=== GOAL ===
Could you copy every line of the material below verbatim?

=== EXERCISE MATERIALS ===

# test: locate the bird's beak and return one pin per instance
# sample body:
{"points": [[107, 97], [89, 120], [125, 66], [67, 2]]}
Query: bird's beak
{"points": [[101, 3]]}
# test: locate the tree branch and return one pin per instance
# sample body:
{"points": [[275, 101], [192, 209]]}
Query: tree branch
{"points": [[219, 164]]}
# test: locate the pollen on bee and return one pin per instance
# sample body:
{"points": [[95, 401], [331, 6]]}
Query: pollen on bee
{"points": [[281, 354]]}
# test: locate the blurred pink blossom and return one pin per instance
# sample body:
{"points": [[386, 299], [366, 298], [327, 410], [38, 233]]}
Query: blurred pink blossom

=== RESPONSE TO THIS EXERCISE ===
# test: locate the bird's beak and return one pin per instance
# sample body:
{"points": [[107, 97], [89, 120], [125, 66], [67, 2]]}
Query: bird's beak
{"points": [[101, 3]]}
# test: locate the tree branch and return one pin per instance
# sample body:
{"points": [[275, 101], [192, 209]]}
Query: tree branch
{"points": [[219, 164]]}
# test: locate the pollen on bee and return one pin per instance
# sample body:
{"points": [[95, 401], [331, 6]]}
Query: pollen on bee
{"points": [[281, 354]]}
# test: locate the blurred pink blossom and return one pin per instance
# sample body:
{"points": [[386, 299], [366, 298], [327, 410], [38, 233]]}
Query: blurred pink blossom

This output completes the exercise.